**PROBLEM REQUIREMENTS**
All lines in the material below that contain "woman" should be located and copied.

• • • • •

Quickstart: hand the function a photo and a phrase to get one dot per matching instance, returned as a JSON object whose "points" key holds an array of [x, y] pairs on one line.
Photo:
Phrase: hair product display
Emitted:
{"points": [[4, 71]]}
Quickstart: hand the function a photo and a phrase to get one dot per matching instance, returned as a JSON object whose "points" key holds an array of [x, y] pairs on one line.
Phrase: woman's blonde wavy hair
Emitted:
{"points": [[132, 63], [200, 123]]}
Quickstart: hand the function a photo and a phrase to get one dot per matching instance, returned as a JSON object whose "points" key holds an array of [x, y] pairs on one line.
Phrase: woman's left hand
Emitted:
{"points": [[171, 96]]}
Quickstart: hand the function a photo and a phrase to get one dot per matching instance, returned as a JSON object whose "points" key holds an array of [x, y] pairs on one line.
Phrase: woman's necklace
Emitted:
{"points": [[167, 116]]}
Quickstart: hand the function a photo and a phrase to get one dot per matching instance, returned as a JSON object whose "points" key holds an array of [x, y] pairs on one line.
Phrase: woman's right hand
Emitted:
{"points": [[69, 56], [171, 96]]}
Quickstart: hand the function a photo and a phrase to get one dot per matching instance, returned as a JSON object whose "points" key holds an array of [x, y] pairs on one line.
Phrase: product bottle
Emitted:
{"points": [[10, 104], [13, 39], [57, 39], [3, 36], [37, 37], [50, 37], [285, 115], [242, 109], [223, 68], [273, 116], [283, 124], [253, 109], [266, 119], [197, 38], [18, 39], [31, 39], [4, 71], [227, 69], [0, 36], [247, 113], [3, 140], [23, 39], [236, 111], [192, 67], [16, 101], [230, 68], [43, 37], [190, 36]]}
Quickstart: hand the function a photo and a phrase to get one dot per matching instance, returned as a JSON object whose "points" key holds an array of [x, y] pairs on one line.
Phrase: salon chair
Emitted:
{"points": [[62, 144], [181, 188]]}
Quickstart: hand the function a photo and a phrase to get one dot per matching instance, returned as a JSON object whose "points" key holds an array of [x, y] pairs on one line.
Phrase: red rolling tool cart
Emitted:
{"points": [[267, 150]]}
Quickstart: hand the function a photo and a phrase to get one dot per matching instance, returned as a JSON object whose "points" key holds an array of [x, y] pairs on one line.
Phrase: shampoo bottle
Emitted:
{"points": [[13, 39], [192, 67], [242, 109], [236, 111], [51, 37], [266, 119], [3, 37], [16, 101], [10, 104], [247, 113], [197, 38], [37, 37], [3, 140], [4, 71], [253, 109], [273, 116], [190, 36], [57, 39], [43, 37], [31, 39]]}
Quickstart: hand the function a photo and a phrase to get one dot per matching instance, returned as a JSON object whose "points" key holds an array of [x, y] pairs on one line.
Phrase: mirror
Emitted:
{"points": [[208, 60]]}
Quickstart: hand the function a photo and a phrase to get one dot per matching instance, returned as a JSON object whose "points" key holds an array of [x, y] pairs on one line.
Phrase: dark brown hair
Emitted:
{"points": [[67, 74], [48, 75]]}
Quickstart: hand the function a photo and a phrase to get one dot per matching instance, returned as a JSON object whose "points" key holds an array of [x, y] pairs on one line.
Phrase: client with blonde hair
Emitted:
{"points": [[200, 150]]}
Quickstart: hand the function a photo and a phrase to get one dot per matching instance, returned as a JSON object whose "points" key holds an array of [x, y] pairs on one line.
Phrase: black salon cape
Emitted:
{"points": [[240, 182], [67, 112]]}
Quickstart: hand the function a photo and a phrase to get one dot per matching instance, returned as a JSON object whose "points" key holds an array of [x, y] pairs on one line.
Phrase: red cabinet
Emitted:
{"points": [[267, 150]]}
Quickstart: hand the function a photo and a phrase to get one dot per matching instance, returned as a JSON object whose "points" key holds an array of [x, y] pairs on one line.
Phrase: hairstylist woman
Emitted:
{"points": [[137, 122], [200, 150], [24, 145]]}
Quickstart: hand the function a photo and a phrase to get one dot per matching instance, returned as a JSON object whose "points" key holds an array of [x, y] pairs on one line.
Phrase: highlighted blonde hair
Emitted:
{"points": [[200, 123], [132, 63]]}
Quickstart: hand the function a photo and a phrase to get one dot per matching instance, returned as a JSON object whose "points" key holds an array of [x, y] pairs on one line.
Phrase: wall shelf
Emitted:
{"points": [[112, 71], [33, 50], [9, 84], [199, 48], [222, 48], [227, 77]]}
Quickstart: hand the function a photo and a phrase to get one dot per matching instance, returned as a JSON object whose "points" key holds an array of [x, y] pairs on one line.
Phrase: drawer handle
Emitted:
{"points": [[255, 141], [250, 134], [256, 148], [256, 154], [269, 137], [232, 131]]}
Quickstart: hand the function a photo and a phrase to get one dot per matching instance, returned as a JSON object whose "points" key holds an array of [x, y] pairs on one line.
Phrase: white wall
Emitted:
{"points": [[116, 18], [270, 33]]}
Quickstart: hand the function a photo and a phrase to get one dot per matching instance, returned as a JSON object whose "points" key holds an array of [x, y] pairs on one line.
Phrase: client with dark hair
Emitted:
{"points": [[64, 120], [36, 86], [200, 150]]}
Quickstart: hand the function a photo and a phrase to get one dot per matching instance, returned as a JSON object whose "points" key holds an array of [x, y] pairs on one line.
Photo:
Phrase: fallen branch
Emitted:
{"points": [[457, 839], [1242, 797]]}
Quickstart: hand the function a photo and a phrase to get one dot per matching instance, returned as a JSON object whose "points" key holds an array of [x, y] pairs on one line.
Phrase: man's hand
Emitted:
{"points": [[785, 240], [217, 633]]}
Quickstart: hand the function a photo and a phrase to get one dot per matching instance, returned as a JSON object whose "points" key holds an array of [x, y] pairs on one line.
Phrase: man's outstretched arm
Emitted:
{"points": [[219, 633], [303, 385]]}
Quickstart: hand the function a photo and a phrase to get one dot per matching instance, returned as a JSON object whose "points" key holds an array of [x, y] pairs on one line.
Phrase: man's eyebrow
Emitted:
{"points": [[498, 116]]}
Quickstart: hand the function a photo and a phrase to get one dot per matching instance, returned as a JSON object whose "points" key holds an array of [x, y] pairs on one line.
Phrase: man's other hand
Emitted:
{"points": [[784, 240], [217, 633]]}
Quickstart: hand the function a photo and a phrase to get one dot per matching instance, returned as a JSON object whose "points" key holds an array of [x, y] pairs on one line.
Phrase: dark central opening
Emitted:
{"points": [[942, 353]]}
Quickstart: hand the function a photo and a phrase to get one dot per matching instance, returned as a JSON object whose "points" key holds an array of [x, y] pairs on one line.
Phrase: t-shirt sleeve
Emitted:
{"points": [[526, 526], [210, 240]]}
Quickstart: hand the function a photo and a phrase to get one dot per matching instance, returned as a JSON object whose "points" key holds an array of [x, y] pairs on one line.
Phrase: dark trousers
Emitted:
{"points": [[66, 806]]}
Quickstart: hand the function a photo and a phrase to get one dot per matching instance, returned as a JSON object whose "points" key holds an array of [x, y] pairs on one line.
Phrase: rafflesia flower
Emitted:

• • • • •

**ANSWER TO THIS TASK**
Phrase: woman's blonde wavy hair
Phrase: woman's left hand
Phrase: woman's necklace
Phrase: woman's right hand
Phrase: hairstylist woman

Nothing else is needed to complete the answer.